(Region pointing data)
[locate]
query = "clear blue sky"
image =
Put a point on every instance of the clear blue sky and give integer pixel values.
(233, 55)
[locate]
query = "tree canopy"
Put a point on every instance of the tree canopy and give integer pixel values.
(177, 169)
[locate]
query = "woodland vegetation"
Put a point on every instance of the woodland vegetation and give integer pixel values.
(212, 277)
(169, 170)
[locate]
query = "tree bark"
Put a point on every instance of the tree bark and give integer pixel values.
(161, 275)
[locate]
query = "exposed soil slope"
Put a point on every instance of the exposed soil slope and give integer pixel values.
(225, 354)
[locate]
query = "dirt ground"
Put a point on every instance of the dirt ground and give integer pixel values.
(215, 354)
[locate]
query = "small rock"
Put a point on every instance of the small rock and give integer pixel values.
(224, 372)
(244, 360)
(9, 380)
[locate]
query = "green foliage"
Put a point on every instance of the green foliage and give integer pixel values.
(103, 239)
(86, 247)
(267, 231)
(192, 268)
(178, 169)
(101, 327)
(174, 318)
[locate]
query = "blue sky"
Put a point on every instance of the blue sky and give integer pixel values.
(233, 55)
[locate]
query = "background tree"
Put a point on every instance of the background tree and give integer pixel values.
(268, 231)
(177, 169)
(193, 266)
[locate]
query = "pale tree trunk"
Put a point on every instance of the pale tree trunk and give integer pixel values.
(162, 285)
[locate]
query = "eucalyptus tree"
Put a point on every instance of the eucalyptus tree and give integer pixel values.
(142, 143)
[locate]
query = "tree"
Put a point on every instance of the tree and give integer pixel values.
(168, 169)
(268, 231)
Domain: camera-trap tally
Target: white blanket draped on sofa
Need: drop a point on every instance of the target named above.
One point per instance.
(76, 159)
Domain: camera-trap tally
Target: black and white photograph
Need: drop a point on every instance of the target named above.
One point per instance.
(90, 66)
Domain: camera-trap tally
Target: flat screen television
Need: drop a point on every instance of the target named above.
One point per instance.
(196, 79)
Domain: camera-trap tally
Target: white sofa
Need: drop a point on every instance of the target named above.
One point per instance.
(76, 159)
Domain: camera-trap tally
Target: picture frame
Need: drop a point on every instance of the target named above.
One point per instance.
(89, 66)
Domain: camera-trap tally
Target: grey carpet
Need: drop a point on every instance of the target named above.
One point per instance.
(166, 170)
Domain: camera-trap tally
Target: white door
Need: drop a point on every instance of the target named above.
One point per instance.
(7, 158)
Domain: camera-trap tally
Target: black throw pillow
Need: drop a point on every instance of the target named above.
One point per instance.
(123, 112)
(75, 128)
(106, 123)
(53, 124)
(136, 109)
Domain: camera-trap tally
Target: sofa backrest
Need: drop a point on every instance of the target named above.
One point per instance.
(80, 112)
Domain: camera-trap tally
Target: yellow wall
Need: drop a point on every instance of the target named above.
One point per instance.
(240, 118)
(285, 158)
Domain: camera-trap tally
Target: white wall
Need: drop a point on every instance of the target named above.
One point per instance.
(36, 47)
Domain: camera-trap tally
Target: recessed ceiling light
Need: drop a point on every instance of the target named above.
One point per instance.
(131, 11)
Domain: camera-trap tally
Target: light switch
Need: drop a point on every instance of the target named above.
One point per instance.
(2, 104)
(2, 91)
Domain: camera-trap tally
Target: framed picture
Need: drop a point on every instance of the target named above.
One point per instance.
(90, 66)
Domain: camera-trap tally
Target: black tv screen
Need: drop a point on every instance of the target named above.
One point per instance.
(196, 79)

### Prompt
Would you set down all of the entries again, word for word?

### Solution to the problem
[locate]
query = "clear blue sky"
image =
Put a point on every instance of the clear blue sky and give integer pixel values.
(233, 55)
[locate]
query = "tree canopy"
Put a point on every instance of the tree canopy and give integer pixel values.
(177, 169)
[locate]
query = "woodland vegetation"
Put a point on every instance of the woodland vegetation and give integer pixel values.
(212, 277)
(169, 170)
[locate]
query = "tree bark"
Put a point on every instance of the tree bark and give integer pixel values.
(161, 275)
[locate]
query = "exposed soil slope"
Put a point on every instance of the exposed soil slope and give integer pixel values.
(225, 354)
[locate]
query = "dirt ground"
Put a point on every instance of the dirt ground and give integer pixel values.
(215, 354)
[locate]
query = "small rock"
Put a point on every instance of the small rock and give integer pixel values.
(224, 372)
(244, 360)
(9, 380)
[locate]
query = "green foliage"
Put a point on every instance of the green foliage and give integer pixel values.
(103, 239)
(86, 247)
(267, 231)
(192, 268)
(178, 169)
(101, 327)
(174, 318)
[locate]
query = "blue sky"
Put a point on every instance of the blue sky and give integer pixel values.
(233, 55)
[locate]
query = "background tree"
Put a point on every instance of the background tree and give integer pixel values.
(268, 231)
(177, 169)
(193, 266)
[locate]
query = "pale tree trunk"
Put a point on every instance of the pale tree trunk and give integer pixel values.
(162, 285)
[locate]
query = "eucalyptus tree"
Put a point on every instance of the eucalyptus tree and give integer pixel values.
(142, 143)
[locate]
query = "tree"
Put a point on every instance of the tree and give integer pixel values.
(168, 169)
(268, 231)
Domain: camera-trap tally
Target: white blanket draped on sofa
Need: drop a point on every instance of the target named above.
One point per instance.
(76, 159)
Domain: camera-trap tally
Target: black and white photograph
Need: drop a point on every instance of the target named above.
One point per instance.
(90, 66)
Domain: camera-trap tally
Target: flat screen television
Need: drop a point on every instance of the target named above.
One point per instance.
(196, 79)
Domain: camera-trap tally
Target: white sofa
Need: drop a point on every instance of the target named above.
One point per instance.
(76, 159)
Domain: camera-trap tally
Target: picture frame
Need: drop a point on every instance of the target named above.
One point per instance.
(89, 66)
Domain: camera-trap tally
Target: grey carpet
Need: drop a point on every instance of the target named above.
One point per instance.
(166, 170)
Domain: camera-trap tally
Target: white door
Need: drop a point on every instance of the target named above.
One point per instance.
(7, 158)
Domain: camera-trap tally
Target: black throw pillow
Need: drop a point on every instance of the target named above.
One point per instance.
(123, 112)
(75, 128)
(106, 123)
(53, 124)
(136, 109)
Domain: camera-trap tally
Target: sofa backrest
Need: drop a point on every instance of the target named above.
One point per instance.
(80, 112)
Domain: camera-trap tally
Target: yellow wall
Need: drop a point on every instance of the target named above.
One point per instance.
(240, 118)
(285, 158)
Domain: camera-trap tally
Target: white wall
Need: drop a point on every instance of the target named above.
One point per instance.
(36, 47)
Domain: camera-trap tally
Target: recessed ceiling light
Need: drop a point on every instance of the target named above.
One point per instance.
(131, 11)
Domain: camera-trap tally
Target: light switch
Need: drop a point on every instance of the target named above.
One point per instance.
(2, 104)
(2, 91)
Domain: camera-trap tally
Target: framed picture
Need: drop a point on every instance of the target named above.
One point per instance.
(90, 66)
Domain: camera-trap tally
Target: black tv screen
Need: drop a point on every instance of the target named above.
One point per instance.
(196, 79)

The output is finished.